TASKS AND EXERCISES
(1) Transcribe part of the mortgage overpayment text below, starting with "Of course, it" and going on through "off your mortgage.".
(2) Answer these questions using the mortgage overpayment text below.
(a) Under Scenario 3, how many years does the mortgage term last in total?
(b) What return does the text say a DRIP can produce?
(c) What total monthly cash outlay does the text give for the individual paying the mortgage and the investment?

EXCERPT PROVIDED
┄┄┄┄┄┄┄┄┄┄

SCENARIO 2 – If you pay an extra £400 monthly, you will reduce your mortgage term by 10 years, i.e 15 years in total.

SCENARIO 3 – If you pay an extra £200 monthly AND pay £10,000 annually against your outstanding capital, you will reduce your mortgage term by 15 years, i.e 10 years in total!

SCENARIO 4 – If you pay an extra £400 monthly AND pay £10,000 annually against your outstanding capital, you will reduce your mortgage term by 16 years, i.e 9 years in total!

The below graph illustrates the Scenario #4 (£400 monthly and £10k annual overpayment);

Of course, it is not entirely feasible to overpay monthly – especially with large lump sums. Other expenses and priorities get in the way. But hopefully the above scenarios shine light on the benefit of making extra payments on your mortgage.

Invest surplus cash for compounding returns

Take advantage of an income generating investments like a DRIP (dividend reinvestment program) that can produce 7% return – which I believe is conservative anyway. Your surplus cash should be put to work, and by investing it in income investments, say an mixed equity and bond income fund – you can use the power of compounding and use the returns towards paying off your mortgage.

So instead of using money from your savings (which generate negligable return anyway), invest that money. Converting the figures from Scenario #4 above on a monthly basis gives £1233.33 (£10k/12 + £400).

If we invest £1233 per month at a 7% return, this generates a balance of £214,658 by year 10. See below profile of mortgage capital o/s vs investment balance;

As you can see, the investment balance will be sufficient to pay off the mortgage balance at around year 8 – 9. Again, bearing in mind that the individual has to pay £1092 for the mortgage, and £1233 towards the investment – giving a total monthly cash outlay of £2325.

┄┄┄┄┄┄┄┄┄┄

MATERIAL PROVIDED

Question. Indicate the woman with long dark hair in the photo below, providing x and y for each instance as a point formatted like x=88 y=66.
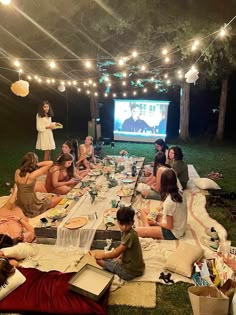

┄┄┄┄┄┄┄┄┄┄

SOLUTIONS TO THE TASKS
(1)
Of course, it is not entirely feasible to overpay monthly – especially with large lump sums. Other expenses and priorities get in the way. But hopefully the above scenarios shine light on the benefit of making extra payments on your mortgage.

Invest surplus cash for compounding returns

Take advantage of an income generating investments like a DRIP (dividend reinvestment program) that can produce 7% return – which I believe is conservative anyway. Your surplus cash should be put to work, and by investing it in income investments, say an mixed equity and bond income fund – you can use the power of compounding and use the returns towards paying off your mortgage.

(2)
(a) 10 years
(b) 7%
(c) £2325